**Page excerpt:**
Intel® vPro™ technology and cost savings
May 16, 2008, 12:02pm PDT | Length: 00:04:12
Sponsored: Randy Nystrom, an IT systems engineer at Intel, shows how vPro saves time and money by diagnosing PC problems remotely.
The content for this video was sponsored and provided by Intel.
Transcript
Randy Nystrom: Hello! My name is Randy Nystrom. I'm a systems engineer in IT at Intel Corporation. I'm here today to talk to you about vPro and cost savings. So, I do PC training room and support across Intel. That includes 77 training rooms across 30 different sites, about a thousand machines.
And typically, from an escalation in a training room without the vPro, we'd get an escalation from the training room to the service desk. And then, the service desk then will contact the tech and get them dispatched to the training room to determine what our problems are. And then, once he determines what the failures are, then he'll go to the parts cage, pick up a part and then go back to the training room to do the repair.
Now, with vPro, what it allows us is we get an escalation from the training room. The help desk can go to the management console, connect up to the machine, determine what our failures are before even dispatching a technician. So, once we determine what our failure is on the computer... And the computer, it doesn't have to have an OS or anything, it could be a hardware failure or something. But we can still do remote diagnostics on this machine.
Well, now, we escalate to a technician who goes to the parts cage because we told the technician that we have a failure on this system and what the failure is. And then, the technician goes and does the repair. This could save up to 50 percent of the time that a technician spends doing a trouble call in the training room.
So, let's take a look at vPro and how it's helped reduce tech support time. Before vPro, power-ons would take one hour, because they'd have to escalate it to a technician, the technician would go to the room and then power it up. Now, after vPro, this can all be done from a central console.

**Requirement 1:**
Can you sum up the vPro cost-savings page in two sentences?
**Requirement 2:**
Retype the vPro cost-savings page from "Intel® vPro™ technology" up to and including "provided by Intel.".
**Requirement 3:**
Answer these questions from the vPro cost-savings page:
(a) On what date was the video posted?
(b) How many training rooms does Randy Nystrom support?
(c) Before vPro, how long did power-ons take?
Rely on the vPro cost-savings page alone.

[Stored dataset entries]
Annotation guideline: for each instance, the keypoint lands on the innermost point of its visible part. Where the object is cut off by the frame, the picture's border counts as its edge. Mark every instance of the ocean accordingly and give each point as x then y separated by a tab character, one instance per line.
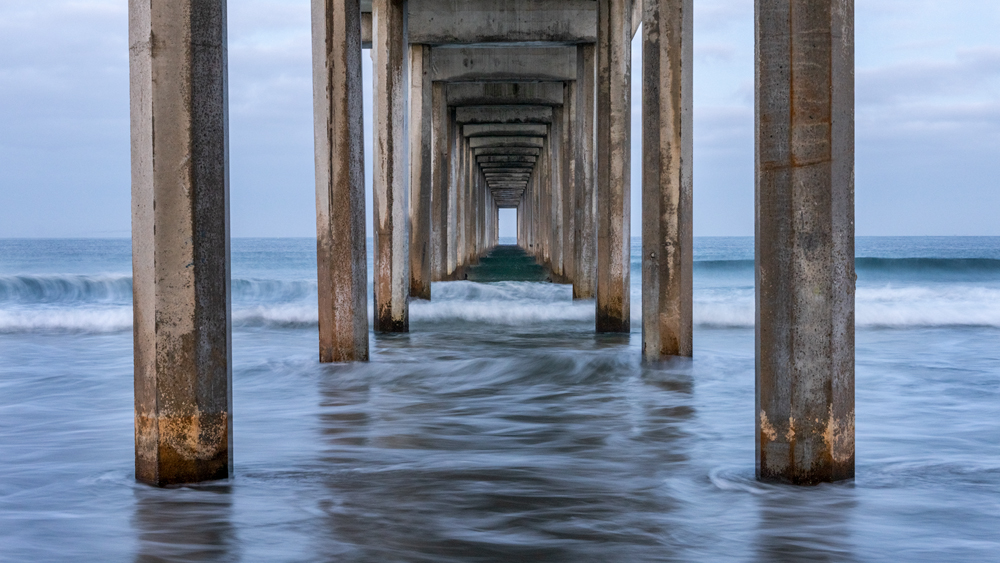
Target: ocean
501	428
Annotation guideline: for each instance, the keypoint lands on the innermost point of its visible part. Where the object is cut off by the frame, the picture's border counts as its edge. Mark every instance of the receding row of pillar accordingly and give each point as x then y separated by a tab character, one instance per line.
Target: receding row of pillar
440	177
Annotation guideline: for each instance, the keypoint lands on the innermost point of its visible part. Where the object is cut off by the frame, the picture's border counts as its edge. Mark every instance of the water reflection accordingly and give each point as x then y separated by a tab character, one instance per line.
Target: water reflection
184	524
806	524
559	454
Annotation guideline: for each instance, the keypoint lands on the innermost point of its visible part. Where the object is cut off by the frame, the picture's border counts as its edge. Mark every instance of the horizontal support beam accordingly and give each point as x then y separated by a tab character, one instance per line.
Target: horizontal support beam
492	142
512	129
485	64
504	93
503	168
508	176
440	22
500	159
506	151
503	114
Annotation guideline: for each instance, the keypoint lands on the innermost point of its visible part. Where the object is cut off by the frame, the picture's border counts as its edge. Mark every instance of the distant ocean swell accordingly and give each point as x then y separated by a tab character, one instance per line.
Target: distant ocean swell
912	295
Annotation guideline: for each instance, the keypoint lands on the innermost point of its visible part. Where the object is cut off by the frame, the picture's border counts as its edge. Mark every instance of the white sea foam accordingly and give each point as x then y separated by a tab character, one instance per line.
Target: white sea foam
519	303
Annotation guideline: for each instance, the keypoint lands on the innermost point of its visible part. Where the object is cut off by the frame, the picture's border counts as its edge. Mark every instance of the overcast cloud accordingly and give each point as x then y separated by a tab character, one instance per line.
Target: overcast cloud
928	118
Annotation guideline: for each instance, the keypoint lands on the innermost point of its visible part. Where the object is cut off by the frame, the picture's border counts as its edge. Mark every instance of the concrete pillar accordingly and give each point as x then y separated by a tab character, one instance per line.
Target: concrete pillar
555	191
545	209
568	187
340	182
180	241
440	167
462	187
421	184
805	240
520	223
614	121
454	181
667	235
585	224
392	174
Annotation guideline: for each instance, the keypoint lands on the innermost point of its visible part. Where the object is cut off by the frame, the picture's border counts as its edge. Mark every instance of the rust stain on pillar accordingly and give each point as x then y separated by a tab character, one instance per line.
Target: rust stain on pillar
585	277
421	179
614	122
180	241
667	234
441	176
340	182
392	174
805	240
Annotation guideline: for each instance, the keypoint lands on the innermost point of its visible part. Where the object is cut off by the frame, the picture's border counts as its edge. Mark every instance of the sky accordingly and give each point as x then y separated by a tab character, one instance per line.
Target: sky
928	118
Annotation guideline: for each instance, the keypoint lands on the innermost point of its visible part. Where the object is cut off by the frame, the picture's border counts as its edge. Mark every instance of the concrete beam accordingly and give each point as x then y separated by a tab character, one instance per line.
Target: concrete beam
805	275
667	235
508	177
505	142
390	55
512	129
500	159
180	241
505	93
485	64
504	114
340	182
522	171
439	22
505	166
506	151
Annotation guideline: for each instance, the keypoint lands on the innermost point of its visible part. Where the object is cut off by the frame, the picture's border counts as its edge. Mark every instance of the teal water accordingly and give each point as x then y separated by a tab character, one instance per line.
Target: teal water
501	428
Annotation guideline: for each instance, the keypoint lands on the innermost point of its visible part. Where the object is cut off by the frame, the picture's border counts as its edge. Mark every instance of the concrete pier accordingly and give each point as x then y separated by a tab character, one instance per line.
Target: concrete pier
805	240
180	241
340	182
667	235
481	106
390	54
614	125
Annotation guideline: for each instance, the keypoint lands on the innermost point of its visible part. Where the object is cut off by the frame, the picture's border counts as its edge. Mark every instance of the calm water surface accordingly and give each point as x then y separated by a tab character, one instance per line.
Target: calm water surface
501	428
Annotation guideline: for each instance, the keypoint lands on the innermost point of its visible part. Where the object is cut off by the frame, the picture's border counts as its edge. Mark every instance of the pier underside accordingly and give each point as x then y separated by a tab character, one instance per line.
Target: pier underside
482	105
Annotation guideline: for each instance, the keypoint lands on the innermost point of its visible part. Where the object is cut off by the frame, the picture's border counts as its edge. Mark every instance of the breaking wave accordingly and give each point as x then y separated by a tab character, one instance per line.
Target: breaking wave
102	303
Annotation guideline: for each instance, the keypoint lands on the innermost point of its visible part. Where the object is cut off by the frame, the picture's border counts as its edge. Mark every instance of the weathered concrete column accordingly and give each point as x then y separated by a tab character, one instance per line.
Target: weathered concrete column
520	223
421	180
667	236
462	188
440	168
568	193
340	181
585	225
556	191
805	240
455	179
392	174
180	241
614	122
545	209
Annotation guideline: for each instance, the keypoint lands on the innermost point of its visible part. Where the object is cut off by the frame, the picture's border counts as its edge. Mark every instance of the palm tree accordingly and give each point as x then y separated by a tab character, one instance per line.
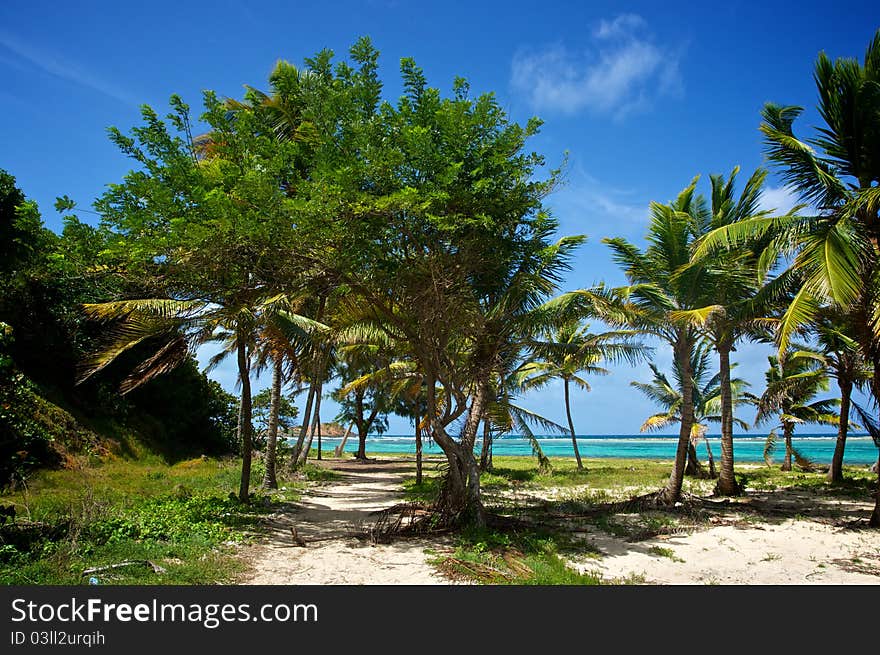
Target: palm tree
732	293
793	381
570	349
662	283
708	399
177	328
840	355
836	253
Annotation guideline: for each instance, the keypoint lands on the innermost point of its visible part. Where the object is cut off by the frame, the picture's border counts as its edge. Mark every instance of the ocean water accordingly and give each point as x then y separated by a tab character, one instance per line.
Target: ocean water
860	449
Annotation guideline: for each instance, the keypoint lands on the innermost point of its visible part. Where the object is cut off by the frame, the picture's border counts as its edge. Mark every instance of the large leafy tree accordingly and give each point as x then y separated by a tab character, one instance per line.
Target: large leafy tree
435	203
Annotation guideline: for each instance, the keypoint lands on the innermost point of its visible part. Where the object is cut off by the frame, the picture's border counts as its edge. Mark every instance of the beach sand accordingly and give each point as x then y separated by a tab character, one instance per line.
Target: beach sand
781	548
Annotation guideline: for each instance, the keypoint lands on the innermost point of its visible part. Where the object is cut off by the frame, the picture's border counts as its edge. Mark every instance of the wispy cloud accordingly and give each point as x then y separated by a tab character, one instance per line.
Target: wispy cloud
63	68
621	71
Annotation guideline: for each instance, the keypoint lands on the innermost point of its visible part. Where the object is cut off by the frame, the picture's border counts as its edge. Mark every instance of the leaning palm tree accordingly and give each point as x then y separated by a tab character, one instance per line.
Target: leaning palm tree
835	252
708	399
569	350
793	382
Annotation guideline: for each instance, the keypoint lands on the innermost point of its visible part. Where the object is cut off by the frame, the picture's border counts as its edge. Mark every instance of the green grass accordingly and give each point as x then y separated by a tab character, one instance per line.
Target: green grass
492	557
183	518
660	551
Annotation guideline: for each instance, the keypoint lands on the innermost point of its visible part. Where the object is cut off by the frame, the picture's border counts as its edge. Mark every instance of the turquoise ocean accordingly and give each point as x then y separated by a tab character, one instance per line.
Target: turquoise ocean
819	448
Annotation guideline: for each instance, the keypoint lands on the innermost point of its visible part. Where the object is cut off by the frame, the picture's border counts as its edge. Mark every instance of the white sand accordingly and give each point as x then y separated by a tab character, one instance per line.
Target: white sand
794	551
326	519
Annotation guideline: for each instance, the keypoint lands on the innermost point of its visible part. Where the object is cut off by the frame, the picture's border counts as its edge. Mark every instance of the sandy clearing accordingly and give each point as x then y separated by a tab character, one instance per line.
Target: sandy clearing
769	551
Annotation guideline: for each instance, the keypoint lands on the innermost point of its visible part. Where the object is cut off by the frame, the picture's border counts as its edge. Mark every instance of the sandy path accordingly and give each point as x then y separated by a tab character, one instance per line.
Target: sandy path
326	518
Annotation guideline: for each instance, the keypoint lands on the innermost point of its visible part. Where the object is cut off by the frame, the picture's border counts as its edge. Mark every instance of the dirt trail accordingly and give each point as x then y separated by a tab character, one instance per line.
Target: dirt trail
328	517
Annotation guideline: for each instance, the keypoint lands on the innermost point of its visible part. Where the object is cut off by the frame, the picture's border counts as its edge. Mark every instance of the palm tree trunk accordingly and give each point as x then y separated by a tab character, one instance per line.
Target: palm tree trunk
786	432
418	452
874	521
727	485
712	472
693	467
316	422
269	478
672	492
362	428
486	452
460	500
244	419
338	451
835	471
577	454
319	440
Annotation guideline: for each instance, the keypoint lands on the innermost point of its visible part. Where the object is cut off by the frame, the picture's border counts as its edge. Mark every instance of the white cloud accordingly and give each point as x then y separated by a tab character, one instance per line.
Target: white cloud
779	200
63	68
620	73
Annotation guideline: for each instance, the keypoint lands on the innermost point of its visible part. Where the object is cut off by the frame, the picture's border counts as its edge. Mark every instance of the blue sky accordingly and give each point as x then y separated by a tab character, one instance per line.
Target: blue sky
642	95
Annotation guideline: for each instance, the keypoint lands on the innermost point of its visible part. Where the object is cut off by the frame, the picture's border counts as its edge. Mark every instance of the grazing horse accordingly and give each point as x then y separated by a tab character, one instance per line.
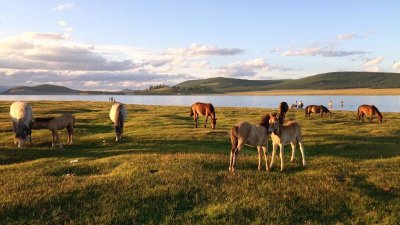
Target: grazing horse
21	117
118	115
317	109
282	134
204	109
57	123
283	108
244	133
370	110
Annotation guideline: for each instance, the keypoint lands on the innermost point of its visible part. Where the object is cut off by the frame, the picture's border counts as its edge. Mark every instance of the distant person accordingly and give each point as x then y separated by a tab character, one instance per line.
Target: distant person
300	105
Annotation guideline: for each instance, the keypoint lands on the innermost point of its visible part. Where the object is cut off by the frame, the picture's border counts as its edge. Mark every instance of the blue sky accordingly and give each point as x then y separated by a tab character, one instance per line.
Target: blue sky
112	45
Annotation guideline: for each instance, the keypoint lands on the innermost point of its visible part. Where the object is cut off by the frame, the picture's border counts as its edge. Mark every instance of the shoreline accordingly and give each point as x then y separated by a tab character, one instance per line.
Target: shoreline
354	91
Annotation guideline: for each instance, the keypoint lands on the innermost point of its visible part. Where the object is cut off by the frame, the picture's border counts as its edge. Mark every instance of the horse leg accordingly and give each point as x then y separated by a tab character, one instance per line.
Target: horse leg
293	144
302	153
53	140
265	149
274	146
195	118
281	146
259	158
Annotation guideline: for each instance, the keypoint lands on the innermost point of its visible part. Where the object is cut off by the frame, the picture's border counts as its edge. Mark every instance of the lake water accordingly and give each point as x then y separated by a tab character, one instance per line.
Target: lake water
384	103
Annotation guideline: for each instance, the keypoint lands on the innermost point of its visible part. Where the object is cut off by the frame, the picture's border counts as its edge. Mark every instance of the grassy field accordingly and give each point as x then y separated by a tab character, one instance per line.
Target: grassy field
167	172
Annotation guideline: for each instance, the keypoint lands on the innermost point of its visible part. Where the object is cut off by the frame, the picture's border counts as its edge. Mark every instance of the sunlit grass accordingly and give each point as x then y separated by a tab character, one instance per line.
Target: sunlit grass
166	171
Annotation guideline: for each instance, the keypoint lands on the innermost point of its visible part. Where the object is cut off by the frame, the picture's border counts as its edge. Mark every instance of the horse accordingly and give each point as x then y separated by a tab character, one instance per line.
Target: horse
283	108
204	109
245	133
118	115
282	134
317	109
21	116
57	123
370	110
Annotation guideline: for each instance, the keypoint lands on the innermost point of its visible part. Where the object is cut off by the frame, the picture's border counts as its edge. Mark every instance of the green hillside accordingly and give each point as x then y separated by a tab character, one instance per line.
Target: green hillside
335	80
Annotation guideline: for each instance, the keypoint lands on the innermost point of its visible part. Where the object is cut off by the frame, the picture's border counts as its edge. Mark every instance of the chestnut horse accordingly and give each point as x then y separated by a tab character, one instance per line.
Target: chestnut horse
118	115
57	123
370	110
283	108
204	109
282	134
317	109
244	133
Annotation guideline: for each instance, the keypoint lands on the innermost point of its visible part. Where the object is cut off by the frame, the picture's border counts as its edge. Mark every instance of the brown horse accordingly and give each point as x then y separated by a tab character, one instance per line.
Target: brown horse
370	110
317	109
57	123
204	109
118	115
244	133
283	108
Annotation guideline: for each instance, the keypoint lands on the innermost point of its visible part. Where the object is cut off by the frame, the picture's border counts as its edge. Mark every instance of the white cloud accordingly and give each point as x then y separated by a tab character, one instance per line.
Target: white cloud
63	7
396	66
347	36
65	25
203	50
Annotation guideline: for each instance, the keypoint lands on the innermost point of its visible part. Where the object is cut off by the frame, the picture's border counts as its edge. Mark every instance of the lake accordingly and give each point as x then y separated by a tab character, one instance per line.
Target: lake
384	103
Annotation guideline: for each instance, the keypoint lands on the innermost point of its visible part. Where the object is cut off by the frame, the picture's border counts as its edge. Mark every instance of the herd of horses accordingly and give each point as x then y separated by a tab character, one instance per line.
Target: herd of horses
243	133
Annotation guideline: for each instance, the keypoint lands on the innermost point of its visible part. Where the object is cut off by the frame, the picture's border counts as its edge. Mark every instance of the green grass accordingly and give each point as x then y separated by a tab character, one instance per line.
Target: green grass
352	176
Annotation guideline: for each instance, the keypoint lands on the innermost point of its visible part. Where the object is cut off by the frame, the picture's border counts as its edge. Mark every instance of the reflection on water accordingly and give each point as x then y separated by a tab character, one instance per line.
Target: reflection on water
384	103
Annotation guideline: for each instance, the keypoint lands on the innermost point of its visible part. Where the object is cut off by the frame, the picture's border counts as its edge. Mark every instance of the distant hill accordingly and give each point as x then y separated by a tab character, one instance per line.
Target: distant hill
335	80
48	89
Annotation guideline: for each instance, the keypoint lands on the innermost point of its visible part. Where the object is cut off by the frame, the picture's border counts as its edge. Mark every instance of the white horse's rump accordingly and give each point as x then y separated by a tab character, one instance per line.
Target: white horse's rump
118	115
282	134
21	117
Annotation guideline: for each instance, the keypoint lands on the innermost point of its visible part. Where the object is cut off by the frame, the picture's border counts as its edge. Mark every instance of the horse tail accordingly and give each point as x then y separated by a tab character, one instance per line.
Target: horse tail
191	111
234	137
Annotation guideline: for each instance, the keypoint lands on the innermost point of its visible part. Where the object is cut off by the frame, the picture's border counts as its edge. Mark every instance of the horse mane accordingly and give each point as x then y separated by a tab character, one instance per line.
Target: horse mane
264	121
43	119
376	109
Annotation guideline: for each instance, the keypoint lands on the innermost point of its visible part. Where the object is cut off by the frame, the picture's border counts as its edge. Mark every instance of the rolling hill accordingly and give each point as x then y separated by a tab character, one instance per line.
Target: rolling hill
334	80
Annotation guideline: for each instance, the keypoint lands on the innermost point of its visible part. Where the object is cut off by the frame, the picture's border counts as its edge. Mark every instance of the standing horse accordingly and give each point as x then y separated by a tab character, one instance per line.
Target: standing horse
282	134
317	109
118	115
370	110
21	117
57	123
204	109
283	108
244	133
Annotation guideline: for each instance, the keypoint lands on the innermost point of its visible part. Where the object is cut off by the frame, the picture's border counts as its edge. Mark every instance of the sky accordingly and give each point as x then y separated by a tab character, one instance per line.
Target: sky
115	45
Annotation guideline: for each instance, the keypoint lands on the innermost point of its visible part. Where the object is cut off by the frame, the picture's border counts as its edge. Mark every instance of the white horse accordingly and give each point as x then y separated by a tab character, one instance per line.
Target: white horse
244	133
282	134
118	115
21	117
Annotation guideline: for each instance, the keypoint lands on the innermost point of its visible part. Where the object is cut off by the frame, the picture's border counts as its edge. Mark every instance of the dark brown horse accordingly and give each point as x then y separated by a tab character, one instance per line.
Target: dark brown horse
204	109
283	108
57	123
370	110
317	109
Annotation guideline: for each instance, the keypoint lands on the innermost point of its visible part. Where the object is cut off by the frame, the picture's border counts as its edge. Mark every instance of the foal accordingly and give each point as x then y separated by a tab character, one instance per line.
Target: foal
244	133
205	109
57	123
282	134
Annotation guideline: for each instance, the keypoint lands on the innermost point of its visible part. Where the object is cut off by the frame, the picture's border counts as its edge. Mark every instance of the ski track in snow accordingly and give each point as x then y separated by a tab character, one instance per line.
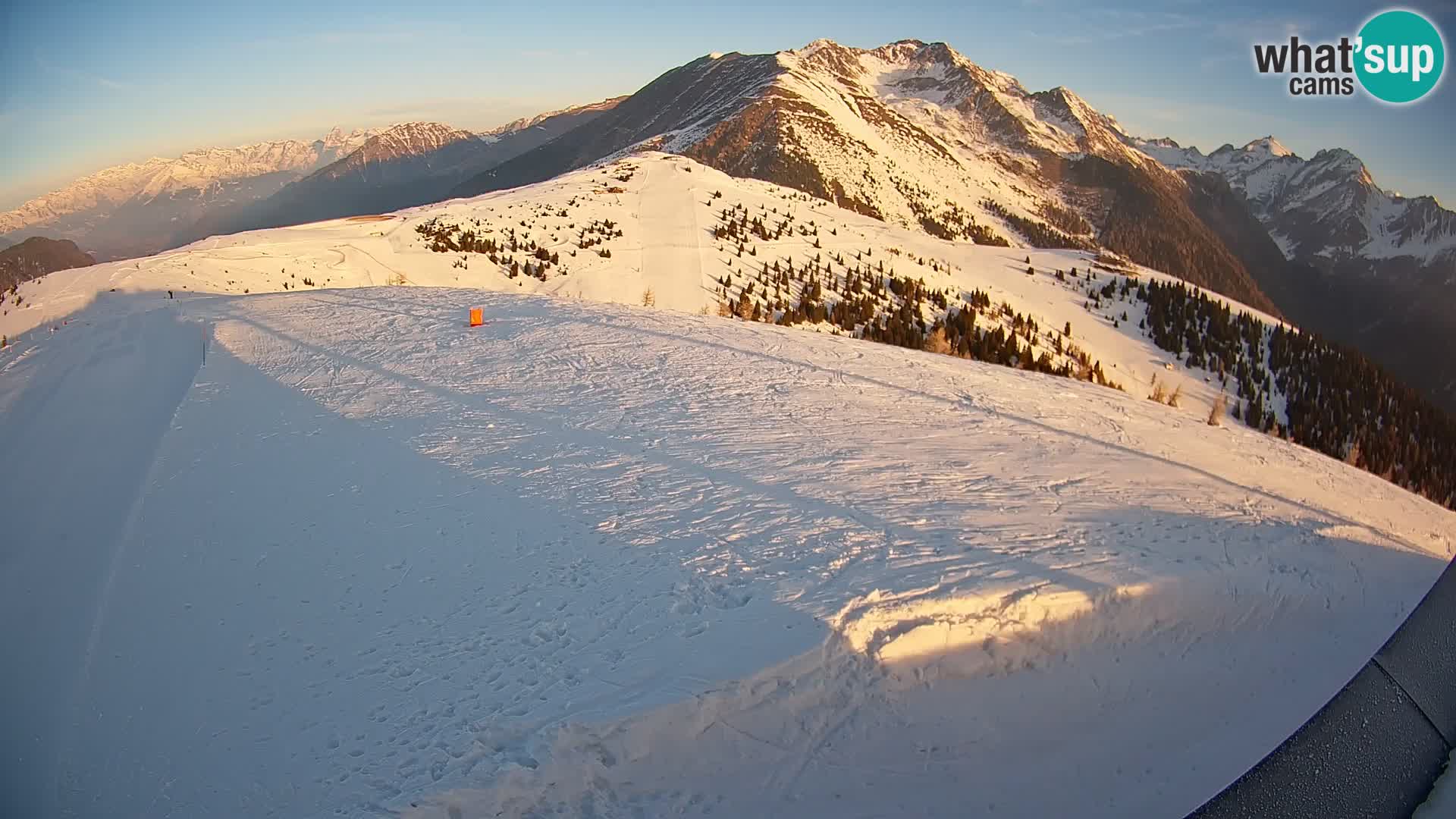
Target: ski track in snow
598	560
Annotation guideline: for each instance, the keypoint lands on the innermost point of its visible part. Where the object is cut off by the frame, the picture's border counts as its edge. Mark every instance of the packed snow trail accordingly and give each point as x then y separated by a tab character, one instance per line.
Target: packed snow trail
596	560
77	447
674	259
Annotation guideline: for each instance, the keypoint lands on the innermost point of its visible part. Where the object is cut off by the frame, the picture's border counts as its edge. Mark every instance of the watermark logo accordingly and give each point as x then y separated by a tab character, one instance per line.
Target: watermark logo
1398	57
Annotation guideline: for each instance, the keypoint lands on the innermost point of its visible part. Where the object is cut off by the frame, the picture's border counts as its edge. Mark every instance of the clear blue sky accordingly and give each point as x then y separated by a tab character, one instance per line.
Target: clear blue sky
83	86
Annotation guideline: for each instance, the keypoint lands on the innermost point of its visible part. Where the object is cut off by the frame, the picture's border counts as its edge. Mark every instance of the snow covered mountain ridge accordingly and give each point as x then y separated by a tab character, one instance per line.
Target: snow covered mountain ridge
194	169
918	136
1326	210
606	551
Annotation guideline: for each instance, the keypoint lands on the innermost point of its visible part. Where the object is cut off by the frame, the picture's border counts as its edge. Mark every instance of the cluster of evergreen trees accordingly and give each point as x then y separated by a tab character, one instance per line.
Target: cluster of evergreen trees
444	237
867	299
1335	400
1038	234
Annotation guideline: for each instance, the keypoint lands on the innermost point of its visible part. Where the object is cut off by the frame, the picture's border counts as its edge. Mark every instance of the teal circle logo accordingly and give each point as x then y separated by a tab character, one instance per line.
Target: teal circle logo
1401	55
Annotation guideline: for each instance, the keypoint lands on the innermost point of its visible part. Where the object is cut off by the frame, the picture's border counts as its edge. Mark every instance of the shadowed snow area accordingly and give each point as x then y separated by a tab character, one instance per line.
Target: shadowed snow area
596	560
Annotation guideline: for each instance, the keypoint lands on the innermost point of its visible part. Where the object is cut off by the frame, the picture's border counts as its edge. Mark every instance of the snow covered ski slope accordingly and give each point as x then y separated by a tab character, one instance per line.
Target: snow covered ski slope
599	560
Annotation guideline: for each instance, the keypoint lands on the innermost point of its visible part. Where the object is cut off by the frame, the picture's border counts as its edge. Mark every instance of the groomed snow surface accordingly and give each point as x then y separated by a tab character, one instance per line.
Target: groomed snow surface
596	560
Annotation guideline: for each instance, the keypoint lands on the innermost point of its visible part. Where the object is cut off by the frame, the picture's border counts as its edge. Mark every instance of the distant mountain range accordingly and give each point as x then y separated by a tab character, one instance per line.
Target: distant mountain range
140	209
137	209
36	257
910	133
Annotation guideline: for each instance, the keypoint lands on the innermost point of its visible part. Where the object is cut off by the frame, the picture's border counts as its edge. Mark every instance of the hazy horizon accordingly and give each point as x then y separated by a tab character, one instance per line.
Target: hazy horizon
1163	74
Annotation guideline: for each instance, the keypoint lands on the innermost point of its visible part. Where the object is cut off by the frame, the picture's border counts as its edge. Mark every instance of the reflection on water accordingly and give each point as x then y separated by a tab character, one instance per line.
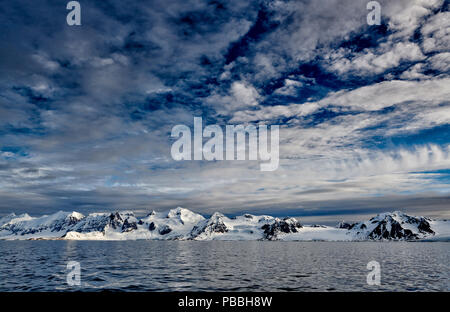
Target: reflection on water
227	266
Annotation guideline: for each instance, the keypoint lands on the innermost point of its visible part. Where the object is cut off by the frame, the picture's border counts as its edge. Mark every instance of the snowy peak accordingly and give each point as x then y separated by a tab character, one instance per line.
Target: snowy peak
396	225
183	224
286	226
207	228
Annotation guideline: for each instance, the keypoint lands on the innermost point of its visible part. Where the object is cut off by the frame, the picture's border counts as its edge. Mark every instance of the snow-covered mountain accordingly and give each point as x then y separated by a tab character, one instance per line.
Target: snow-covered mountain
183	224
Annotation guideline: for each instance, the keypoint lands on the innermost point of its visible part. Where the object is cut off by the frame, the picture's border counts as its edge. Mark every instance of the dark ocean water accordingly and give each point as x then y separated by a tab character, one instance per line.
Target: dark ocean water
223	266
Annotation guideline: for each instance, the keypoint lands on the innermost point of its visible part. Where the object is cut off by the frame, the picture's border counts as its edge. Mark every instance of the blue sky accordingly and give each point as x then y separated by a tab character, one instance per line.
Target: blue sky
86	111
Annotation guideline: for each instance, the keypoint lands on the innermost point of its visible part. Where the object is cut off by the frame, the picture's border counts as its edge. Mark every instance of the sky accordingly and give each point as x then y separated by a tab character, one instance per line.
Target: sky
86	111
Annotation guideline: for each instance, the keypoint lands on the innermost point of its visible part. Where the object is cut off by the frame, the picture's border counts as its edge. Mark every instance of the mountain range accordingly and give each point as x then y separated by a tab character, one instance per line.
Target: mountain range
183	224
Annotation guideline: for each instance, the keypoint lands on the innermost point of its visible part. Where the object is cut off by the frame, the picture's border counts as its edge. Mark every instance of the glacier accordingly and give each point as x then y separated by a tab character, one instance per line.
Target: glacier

**Exercise answer 1:**
Randy Nystrom, an IT systems engineer at Intel who supports about a thousand machines in 77 training rooms across 30 sites, explains how vPro saves time and money. With vPro, the help desk can diagnose a PC failure remotely from a management console before dispatching a technician, which could save up to 50 percent of a technician's time on a trouble call, and power-ons that once took an hour can be done from a central console.

**Exercise answer 2:**
Intel® vPro™ technology and cost savings
May 16, 2008, 12:02pm PDT | Length: 00:04:12
Sponsored: Randy Nystrom, an IT systems engineer at Intel, shows how vPro saves time and money by diagnosing PC problems remotely.
The content for this video was sponsored and provided by Intel.

**Exercise answer 3:**
(a) May 16, 2008
(b) 77
(c) One hour